Excerpt to read:
*** Block opens ***

Evaluation of Meru Health Ascend Mobile Intervention for Depression in Middle Aged and Older Adults
Overview
- Phase
- Phase 2
- Intervention
- Not specified
- Conditions
- Depression
- Sponsor
- Palo Alto Veterans Institute for Research
- Enrollment
- 70
- Locations
- 1
- Primary Endpoint
- change in depressive symptoms
- Status
- Completed
- Last Updated
- 5 years ago
Overview
Brief Summary
Using technology to deliver depression interventions is one way could alleviate the public health burden of depression. The study is testing a mobile app intervention program for depression that uses cognitive behavioral skills and mindfulness. This study seeks to obtain feedback on the intervention and refine the intervention and then test the intervention in a larger study. The mobile app intervention called the Meru Health Ascend program consists of the app and therapist support via messaging within the app.
Detailed Description
The Meru Health Ascend program is a guided self-management program that uses a mobile application to deliver content of the intervention. A licensed therapist (Meru Health employed) provides support to participants as needed and reviews practice logs within the app.The 8-week program teaches cognitive behavioral techniques and mindfulness skills with the aim of improving the user's mental health. The platform provides informational videos, skills practices, group discussion, and messaging with the therapist. The Meru Health program enrolls participants in treatment groups that work through the program at the same time and can provide support to on another on the discussion board within the app. We are conducting two studies in middle aged and older adults with elevated depressive symptoms to evaluate the Meru Health Ascend program. In the first study (study 1), we will examine the feasibility of the intervention in individuals aged 40 years or older with elevated depression symptoms using an iterative case series. Specifically, we will examine the usability of app and materials, dropout and reasons for dropout, and user perceptions of the program. We will then conduct a proof-of-concept study (study 2) using a nonrandomized pre-post design to examine whether individuals achieve clinically significant reductions in depressive symptoms.

*** Block closes ***

Extracted records:
*** Block opens ***

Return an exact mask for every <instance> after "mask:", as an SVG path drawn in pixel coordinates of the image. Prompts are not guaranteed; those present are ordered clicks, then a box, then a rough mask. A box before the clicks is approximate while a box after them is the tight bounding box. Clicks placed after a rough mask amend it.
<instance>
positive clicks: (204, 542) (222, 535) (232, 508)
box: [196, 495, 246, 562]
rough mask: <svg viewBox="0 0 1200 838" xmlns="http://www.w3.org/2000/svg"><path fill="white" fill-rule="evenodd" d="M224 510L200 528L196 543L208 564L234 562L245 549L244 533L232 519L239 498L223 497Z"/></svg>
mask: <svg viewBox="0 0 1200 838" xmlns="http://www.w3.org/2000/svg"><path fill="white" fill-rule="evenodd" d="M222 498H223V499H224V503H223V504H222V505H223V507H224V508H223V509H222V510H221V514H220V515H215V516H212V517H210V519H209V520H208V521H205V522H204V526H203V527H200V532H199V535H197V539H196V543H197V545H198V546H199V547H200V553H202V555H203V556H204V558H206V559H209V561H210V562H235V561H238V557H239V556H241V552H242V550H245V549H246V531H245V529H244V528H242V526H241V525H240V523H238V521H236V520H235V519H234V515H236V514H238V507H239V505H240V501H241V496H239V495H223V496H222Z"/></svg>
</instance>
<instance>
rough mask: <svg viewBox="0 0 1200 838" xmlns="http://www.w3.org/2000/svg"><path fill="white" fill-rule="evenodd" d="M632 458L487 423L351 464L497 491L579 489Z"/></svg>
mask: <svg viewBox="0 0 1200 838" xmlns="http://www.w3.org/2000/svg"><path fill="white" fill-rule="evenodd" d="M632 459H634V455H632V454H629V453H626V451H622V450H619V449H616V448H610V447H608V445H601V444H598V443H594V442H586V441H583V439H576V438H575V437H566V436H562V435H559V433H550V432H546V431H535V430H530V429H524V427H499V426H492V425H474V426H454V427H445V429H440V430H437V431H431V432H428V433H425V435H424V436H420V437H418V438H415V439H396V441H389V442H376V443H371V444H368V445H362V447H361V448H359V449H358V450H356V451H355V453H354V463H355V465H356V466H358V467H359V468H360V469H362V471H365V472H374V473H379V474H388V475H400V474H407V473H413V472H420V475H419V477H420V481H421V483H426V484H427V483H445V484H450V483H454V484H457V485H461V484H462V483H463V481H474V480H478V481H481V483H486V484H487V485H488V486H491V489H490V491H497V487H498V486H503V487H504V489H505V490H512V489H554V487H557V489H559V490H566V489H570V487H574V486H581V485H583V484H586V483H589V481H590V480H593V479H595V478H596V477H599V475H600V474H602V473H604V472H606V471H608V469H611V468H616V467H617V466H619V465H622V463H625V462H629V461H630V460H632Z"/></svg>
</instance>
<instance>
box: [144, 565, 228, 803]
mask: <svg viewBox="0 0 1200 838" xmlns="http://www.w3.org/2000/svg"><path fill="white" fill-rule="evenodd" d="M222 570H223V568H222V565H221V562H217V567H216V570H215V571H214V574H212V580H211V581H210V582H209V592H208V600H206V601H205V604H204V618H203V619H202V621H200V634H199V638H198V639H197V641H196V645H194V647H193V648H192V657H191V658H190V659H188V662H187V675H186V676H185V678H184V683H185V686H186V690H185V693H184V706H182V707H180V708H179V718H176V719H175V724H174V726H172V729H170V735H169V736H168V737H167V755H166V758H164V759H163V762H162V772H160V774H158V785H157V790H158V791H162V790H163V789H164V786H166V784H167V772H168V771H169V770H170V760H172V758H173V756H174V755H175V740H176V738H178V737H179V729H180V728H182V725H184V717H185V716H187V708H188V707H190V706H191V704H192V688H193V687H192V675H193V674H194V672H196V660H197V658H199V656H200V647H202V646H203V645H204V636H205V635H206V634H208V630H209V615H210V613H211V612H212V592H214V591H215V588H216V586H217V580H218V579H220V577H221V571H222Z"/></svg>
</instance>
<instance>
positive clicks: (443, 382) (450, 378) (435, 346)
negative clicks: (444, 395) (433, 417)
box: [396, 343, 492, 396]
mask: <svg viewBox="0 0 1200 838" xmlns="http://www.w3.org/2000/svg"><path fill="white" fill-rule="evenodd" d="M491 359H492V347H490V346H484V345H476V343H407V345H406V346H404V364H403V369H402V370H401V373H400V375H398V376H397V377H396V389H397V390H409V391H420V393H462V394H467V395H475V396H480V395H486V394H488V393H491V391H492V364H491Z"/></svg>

*** Block closes ***

Problems and tasks:
1. Condense the paragraph of the Meru Health study page that begins "Using technology to deliver depression interventions" into a short bulleted list that keeps its main facts.
2. Carry on the Meru Health study page from its final sentence.
The records are separate material, unrelated to the Meru Health study page.

Results of the tasks:
1.
- Delivering depression interventions through technology could ease the public health burden of depression.
- The study tests a mobile app program for depression built on cognitive behavioral skills and mindfulness.
- It aims to gather feedback, refine the intervention, and then test it in a larger study.
- The program, called Meru Health Ascend, combines the app with therapist support through in-app messaging.

2.
Investigators
Christine Gould
Principal Investigator
Palo Alto Veterans Institute for Research
Eligibility Criteria
Inclusion Criteria
- •Owns a smart phone, resides in California, PHQ-9 score greater than or equal to 10, stable dose of medication (if taking psychotropic), able to read and understand English.
Exclusion Criteria
- •Psychotic disorder, possible cognitive impairment, evidence of problematic drinking behavior, active suicide ideation with a plan, active psychological treatment, bipolar disorder (study 2 only)
Outcomes
Primary Outcomes
change in depressive symptoms
Time Frame: Change from baseline to 8 weeks/posttreatment for study 1; change from baseline to 12 weeks for study 2
The Patient Health Questionnaire 9-item (PHQ-9) is a measure that assesses 9 depressive symptoms with scores ranging from 0 to 27. Higher scores indicate more severe depressive symptomatology.
Secondary Outcomes
- change in anxiety symptoms(Change from baseline to 8 weeks/posttreatment for study 1; change from baseline to 12 weeks for study 2)